Ovarian Cancer Research Led By David Alberts Given Boost By $5M Memorial Gift

Ovarian Cancer Research Led By David Alberts Given Boost By $5M Memorial Gift

The search for a cure for ovarian cancer has been given a boost by a $5 million gift that will support the clinical research of David S. Alberts, MD, an expert in the field of ovarian cancer research and treatment at the University of Arizona (UA) College of Medicine

“Curing ovarian cancer has been my guiding light for more than 45 years,” Alberts said in a press release.

The gift was given by the chairman emeritus of the Estée Lauder Companies, Leonard A. Lauder, son of founder Estée Lauder. Leonard lost his wife — businesswoman and philanthropist Evelyn H. Lauder — to ovarian cancer in 2011. 

When Lauder’s friend and associate, Rose Marie Bravo, was diagnosed in 2016 with a treatment-resistant form of ovarian cancer, he urged her to contact Alberts.

In collaboration with Konstantin Zakashanky, MD, from the Mount Sinai Medical Center in New York, Alberts helped design an individualized treatment schedule for Bravo. Today, she is in complete remission.

“David is remarkable,” Bravo said. “He never gives up on his patients and always was available to discuss any issue. His collaboration with my primary oncologist, Dr. Zakashanky, was the key.” 

It was Alberts’ expertise that first caught Lauder’s attention.

Over the years, Alberts has pioneered new therapies for advanced ovarian cancers, including in vitro tumor cell chemosensitivity testing for personalized medicine. That method tests tumor cells to determine their susceptibility to specific drugs before administration.

He also pioneered the use of chemotherapy delivered into the abdomen (intraperitoneal or IP), along with the standard intravenous (into-the-vein) chemotherapy. These methods were so successful that the National Cancer Institute in 2006 issued a rare statement encouraging the use of these techniques.

 With the aim of preventing the disease from recurring, Alberts recently designed a dietary and physical activity intervention. This treatment is being studied in the randomized LIvES Phase 3 trial (NCT00719303). He also introduced the use of maintenance chemotherapy.

“This gift is already making a seminal impact on my laboratory-based research,” Alberts said. “For example, we have initiated a new project to develop an inexpensive home kit to measure concentration of vitamin D3 in the blood. We are also attempting to identify and prioritize those nutrients and physical activities that may prolong complete remissions in patients entered into the NRG LIVES trial.”

“This gift is an incredible tribute to Dr. Alberts,” said John-Paul Roczniak, president and CEO of the UA Foundation. “I am proud of the role Dr. Alberts and the university played in Ms. Bravo’s treatment, and am grateful to Mr. Lauder for his desire to expand that impact by deepening the research around treatment of women who have drug-resistant clear cell ovarian carcinomas.”

Alberts and his research team have been at the forefront of preventing cancer at the molecular level through targeted drug intervention for the last 40 years, said Michael D. Dake, MD, senior vice president for UA Health Sciences said.

“This generous gift from Mr. Lauder is vital to furthering those efforts, which we fully expect will create new pathways for precision treatments and, eventually, a cure for ovarian cancer,” Dake said.

UA President Robert C. Robbins said he was grateful to Lauder for the funding, which he said showed “his faith in Dr. Alberts.”

“This unrestricted gift will allow Dr. Alberts to explore promising new research certain to benefit patients for decades to come,” Robbins said.

• [Dataset entries]
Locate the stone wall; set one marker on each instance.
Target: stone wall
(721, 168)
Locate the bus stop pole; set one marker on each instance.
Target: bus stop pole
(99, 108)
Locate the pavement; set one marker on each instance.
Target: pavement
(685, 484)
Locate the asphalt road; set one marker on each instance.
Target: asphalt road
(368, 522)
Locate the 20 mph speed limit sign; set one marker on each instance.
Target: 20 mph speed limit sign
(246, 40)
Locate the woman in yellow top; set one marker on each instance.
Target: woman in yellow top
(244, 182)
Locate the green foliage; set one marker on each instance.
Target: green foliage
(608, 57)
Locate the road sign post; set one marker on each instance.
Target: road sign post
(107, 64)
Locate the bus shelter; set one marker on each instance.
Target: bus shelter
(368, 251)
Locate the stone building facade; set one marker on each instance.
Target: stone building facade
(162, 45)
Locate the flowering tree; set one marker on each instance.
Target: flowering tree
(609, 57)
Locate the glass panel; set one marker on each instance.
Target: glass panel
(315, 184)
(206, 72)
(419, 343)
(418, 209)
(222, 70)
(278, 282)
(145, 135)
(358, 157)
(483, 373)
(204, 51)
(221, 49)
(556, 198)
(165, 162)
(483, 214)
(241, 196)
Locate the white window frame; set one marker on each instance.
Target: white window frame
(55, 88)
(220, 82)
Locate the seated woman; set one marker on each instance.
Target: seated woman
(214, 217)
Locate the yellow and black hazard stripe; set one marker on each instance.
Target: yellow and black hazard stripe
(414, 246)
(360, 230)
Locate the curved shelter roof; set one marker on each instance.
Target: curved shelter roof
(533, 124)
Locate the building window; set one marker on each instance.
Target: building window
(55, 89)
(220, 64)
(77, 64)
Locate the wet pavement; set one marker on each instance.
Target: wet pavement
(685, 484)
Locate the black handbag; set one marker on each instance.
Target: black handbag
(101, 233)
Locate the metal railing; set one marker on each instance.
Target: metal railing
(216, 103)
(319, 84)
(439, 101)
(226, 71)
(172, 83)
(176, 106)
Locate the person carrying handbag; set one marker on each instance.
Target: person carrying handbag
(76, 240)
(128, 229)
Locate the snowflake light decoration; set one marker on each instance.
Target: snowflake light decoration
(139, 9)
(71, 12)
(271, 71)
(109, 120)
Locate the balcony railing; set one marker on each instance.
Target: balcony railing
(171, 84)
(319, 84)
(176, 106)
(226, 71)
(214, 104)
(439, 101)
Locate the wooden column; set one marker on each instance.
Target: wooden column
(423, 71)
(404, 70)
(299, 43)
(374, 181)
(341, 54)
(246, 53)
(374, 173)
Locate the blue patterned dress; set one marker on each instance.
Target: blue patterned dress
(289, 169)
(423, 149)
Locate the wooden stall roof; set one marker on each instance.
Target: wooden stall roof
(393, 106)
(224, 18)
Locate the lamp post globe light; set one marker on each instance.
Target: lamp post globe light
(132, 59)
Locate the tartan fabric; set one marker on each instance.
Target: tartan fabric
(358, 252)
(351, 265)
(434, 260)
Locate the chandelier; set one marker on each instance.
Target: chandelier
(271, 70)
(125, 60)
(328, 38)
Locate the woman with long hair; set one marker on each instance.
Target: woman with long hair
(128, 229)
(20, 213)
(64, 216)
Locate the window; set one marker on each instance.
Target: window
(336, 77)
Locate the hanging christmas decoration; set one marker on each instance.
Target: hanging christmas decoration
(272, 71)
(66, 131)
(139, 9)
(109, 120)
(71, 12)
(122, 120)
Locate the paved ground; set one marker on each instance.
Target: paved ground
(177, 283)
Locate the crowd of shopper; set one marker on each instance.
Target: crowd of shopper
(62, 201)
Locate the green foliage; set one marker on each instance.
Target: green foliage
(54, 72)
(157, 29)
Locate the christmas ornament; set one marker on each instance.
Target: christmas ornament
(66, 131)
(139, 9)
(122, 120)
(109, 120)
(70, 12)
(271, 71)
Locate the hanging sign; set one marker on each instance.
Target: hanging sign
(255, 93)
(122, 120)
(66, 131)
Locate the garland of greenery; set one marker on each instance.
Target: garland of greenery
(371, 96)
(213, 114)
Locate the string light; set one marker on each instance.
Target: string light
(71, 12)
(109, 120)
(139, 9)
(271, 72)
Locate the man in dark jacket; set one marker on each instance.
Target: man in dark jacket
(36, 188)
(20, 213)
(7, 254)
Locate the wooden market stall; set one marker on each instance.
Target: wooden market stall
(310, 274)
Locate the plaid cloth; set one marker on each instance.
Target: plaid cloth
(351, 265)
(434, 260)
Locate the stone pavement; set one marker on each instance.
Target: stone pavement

• [List of tasks]
a) According to the article on the ovarian cancer gift, in what year was Rose Marie Bravo diagnosed with ovarian cancer?
b) Reproduce the passage of the ovarian cancer gift article from "With the aim" to "of maintenance chemotherapy.".

• [Outputs for the tasks]
a) 2016

b)
With the aim of preventing the disease from recurring, Alberts recently designed a dietary and physical activity intervention. This treatment is being studied in the randomized LIvES Phase 3 trial (NCT00719303). He also introduced the use of maintenance chemotherapy.